SHORT TASK :: Retype the portion of the basketball forum thread between "she's not that" and "of the year.", inclusive.

SELECTED TEXT ::

Crappy cam angle, crappy team playing right now, and I feel like crap.. ugh


----------



## Bartholomew Hunt (Mar 4, 2003)

This is ****ing embarassing. Almost time to toss the remote.


----------



## Basel (Mar 31, 2005)

You'd think they'd come out to play on Christmas Day...but apparently not. This is horrible.


----------



## afobisme (Apr 29, 2006)

the game is definitely not over yet.


----------



## nguyen_milan (Jun 28, 2005)

Damn, I dont want to stay up this late to watch this crap, it is over 4 am here


----------



## afobisme (Apr 29, 2006)

wow, i've never seen anyone sell a foul as much as wade.


----------



## a.y.h. (Apr 22, 2006)

friggin nonsense


----------



## Bartholomew Hunt (Mar 4, 2003)

Now we're not even hustling. Absolutely ridiculous.


----------



## Basel (Mar 31, 2005)

Ronny Turiaf is the only reason we're still in this game right now.


----------



## Lynx (Mar 6, 2004)

There's only one guy who loves playing on Christmas - and that is Turiaf. All of our guys don't seem to have any energy.


----------



## nguyen_milan (Jun 28, 2005)

It is not over yet, we need to come out with better effort, better energy AND dont let Sasha in


----------



## Bartholomew Hunt (Mar 4, 2003)

Why the hell would I want to listen to Dwyane Wade's wife? Talk about the damn game.


----------



## a.y.h. (Apr 22, 2006)

and... sashas in


----------



## Jamel Irief (May 19, 2002)

Wow, Ms. Wade is real lucky if Wade isn't cheating on her.


----------



## afobisme (Apr 29, 2006)

she's not that bad... she just isn't that, um, classy looking.


----------



## Jamel Irief (May 19, 2002)

Oh yeah and this is easily Kobe's worst game of the year.


----------



## Bartholomew Hunt (Mar 4, 2003)

I've always liked Sasha.


----------



## nguyen_milan (Jun 28, 2005)

Bartholomew Hunt said:


> I've always liked Sasha.


me too haha must jump in before he screws up again:yay:


----------



## Bartholomew Hunt (Mar 4, 2003)

Stop turning the damn ball over. Kobe, how about making a few shots?


----------



## a.y.h. (Apr 22, 2006)

so guys, who has hope?


----------



## nguyen_milan (Jun 28, 2005)

Unless Kobe goes nuts, I dont know how we can come back


----------



## Silk D (Feb 6, 2006)

kobe can't buy one. And why the hell are sasha and jordan still in the game?


----------



## Bartholomew Hunt (Mar 4, 2003)

Make A ****ing Shot!!!!


----------



## a.y.h. (Apr 22, 2006)

and now kobe goes to the basket


----------



## Bartholomew Hunt (Mar 4, 2003)

Nice to see you Kobe.


----------



## Bartholomew Hunt (Mar 4, 2003)

DATASET EXCERPTS ::
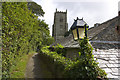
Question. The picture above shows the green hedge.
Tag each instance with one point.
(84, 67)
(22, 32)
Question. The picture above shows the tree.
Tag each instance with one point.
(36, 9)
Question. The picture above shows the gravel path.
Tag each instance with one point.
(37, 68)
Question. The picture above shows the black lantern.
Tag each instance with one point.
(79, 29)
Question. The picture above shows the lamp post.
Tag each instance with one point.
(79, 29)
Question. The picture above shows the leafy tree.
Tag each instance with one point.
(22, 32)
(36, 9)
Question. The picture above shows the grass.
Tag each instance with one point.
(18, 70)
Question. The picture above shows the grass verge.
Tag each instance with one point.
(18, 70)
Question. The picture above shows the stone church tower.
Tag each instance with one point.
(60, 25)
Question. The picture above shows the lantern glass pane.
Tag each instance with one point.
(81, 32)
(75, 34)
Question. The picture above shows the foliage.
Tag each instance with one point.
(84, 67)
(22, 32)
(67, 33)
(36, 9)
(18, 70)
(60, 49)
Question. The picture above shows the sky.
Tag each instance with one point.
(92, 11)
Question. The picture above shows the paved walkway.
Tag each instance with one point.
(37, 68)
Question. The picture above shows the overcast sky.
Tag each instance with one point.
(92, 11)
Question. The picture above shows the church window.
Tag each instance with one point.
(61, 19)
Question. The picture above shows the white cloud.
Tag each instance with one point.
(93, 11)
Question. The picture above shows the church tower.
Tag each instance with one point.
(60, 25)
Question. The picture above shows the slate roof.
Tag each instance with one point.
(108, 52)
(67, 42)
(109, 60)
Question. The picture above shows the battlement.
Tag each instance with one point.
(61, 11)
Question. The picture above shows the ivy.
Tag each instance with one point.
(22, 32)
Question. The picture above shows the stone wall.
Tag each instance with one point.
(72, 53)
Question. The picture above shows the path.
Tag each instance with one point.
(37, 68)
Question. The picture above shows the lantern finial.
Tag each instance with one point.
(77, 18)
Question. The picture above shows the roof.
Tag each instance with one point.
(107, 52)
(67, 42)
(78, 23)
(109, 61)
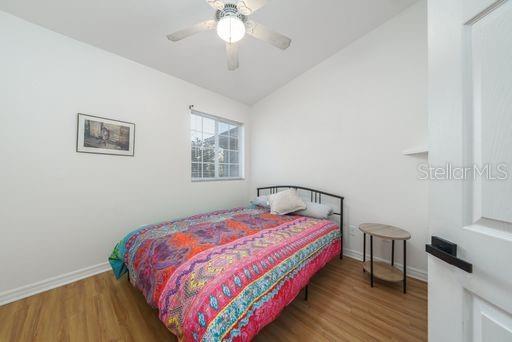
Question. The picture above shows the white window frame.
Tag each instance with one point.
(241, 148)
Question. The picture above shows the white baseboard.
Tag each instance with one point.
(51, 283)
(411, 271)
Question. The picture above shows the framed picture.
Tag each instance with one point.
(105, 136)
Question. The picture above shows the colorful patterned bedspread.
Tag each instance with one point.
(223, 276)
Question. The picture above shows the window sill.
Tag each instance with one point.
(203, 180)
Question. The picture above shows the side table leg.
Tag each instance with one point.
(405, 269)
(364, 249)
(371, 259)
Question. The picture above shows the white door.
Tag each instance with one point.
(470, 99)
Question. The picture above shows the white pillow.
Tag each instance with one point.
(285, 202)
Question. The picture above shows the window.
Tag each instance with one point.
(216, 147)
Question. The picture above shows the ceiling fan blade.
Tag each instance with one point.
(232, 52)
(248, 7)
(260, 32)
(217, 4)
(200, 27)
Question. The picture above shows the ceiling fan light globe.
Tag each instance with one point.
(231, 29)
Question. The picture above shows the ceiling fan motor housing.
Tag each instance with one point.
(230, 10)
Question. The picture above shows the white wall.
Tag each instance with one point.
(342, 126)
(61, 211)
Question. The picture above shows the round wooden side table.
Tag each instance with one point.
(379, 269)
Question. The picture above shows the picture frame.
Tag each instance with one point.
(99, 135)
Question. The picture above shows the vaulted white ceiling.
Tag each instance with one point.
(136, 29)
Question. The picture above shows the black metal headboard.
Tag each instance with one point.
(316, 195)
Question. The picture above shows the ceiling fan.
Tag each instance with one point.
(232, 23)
--
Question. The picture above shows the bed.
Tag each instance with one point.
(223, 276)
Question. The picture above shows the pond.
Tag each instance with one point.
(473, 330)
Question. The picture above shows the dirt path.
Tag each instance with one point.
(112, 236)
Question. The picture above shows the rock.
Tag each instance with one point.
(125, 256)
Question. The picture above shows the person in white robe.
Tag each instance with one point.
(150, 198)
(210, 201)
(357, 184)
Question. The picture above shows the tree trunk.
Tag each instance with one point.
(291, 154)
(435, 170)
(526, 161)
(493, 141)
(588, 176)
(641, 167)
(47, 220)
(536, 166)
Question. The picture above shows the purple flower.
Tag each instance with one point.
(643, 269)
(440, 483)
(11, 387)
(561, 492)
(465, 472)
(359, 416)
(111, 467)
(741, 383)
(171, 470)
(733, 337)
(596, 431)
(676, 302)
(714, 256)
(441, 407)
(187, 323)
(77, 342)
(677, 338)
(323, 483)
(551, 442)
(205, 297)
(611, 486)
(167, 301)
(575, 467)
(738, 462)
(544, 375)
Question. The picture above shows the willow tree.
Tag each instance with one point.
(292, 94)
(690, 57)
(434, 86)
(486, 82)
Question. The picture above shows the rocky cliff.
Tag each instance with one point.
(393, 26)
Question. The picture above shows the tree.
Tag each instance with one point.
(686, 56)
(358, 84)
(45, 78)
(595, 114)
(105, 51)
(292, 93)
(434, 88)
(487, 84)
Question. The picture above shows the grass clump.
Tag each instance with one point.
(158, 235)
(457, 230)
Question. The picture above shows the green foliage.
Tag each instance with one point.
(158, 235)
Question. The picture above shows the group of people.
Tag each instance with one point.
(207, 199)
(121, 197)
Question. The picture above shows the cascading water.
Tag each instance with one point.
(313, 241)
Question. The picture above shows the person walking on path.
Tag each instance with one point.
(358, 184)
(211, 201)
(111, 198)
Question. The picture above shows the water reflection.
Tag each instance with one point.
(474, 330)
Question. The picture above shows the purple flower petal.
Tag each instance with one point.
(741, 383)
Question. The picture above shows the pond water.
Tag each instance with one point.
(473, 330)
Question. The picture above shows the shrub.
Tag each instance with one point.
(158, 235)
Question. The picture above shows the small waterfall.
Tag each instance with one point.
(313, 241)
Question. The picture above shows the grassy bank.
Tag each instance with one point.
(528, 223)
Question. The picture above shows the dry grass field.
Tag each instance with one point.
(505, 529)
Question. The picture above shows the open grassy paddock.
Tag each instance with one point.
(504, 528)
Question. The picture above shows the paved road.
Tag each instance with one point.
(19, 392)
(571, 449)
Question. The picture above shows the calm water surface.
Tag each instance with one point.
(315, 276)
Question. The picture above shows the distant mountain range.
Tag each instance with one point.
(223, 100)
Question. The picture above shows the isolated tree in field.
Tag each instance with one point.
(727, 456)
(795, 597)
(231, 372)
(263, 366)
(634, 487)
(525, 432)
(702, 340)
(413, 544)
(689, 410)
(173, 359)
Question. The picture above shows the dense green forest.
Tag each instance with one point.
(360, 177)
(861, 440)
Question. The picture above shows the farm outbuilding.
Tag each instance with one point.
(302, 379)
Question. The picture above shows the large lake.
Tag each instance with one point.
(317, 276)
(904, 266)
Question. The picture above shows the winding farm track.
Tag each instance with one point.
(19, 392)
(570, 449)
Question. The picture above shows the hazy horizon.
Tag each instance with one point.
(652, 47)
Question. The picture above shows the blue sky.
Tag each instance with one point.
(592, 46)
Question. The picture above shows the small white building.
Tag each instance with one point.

SOLUTION BELOW ::
she's not that bad... she just isn't that, um, classy looking.


----------



## Jamel Irief (May 19, 2002)

Oh yeah and this is easily Kobe's worst game of the year.